▸ **Entries for pointing and labeling**:

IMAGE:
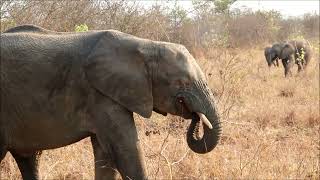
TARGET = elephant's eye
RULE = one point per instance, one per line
(181, 83)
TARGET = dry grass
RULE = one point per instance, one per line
(270, 128)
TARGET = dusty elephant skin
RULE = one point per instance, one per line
(58, 88)
(290, 53)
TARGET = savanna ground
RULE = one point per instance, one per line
(270, 128)
(270, 123)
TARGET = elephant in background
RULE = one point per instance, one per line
(290, 53)
(58, 88)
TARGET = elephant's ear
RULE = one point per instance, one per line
(287, 51)
(117, 70)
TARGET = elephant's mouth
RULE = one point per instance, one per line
(186, 113)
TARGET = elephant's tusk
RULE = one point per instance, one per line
(205, 120)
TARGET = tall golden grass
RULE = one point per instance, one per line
(270, 128)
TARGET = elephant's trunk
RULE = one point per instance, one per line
(211, 134)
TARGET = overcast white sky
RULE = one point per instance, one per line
(286, 7)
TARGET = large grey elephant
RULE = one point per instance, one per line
(290, 53)
(58, 88)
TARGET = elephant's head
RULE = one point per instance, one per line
(270, 55)
(144, 75)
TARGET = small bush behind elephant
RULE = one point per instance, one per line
(290, 53)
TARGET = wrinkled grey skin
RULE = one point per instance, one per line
(59, 88)
(271, 56)
(289, 54)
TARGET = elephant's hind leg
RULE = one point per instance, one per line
(3, 153)
(28, 164)
(104, 165)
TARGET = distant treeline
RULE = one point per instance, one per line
(208, 24)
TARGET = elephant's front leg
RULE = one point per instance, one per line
(287, 64)
(104, 165)
(116, 134)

▸ **WORK TO BE COMPLETED**:
Write out all of the material above again with every "elephant's" switched to "animal's" and everything else kept as is, leaving out the pictures.

▸ **EXERCISE OUTPUT**:
IMAGE:
TARGET = animal's eye
RULE = one point per instance, one per line
(181, 83)
TARGET = dry grass
RULE = one point per instance, one per line
(270, 128)
TARGET = dusty elephant skin
RULE = one point per instance, one per line
(58, 88)
(290, 53)
TARGET = savanna ground
RULE = one point per instance, one per line
(270, 128)
(270, 123)
TARGET = elephant in background
RULE = one point per instance, one per line
(290, 53)
(58, 88)
TARGET = animal's ear
RULE = one point per instance, one per line
(287, 51)
(117, 70)
TARGET = animal's mouth
RULE = one point per instance, one per line
(186, 113)
TARGET = animal's tusk
RULE = one point per instance, one per line
(205, 120)
TARGET = tall golden grass
RULE = one point per instance, one per line
(270, 128)
TARGET = animal's trunk
RULE = one point per instance, one per line
(211, 134)
TARGET = overcast white sky
RULE = one point per instance, one per line
(286, 7)
TARGET = large grey elephant
RULE = one point per instance, one per line
(290, 53)
(58, 88)
TARGET = animal's head
RULE = one point per instance, one per line
(270, 55)
(144, 75)
TARGET = small bush behind elephant
RULE = one point per instance, one per line
(290, 53)
TARGET = wrinkled grey skin
RULE = one point per instance, one per line
(59, 88)
(271, 56)
(289, 54)
TARGET = animal's hind leg
RULE = one point per instance, one per line
(3, 153)
(28, 164)
(104, 165)
TARGET = distant treeline
RULE = one point per instance, one per line
(208, 24)
TARGET = animal's front leg
RULE = one point per instance, one per line
(287, 64)
(104, 165)
(116, 134)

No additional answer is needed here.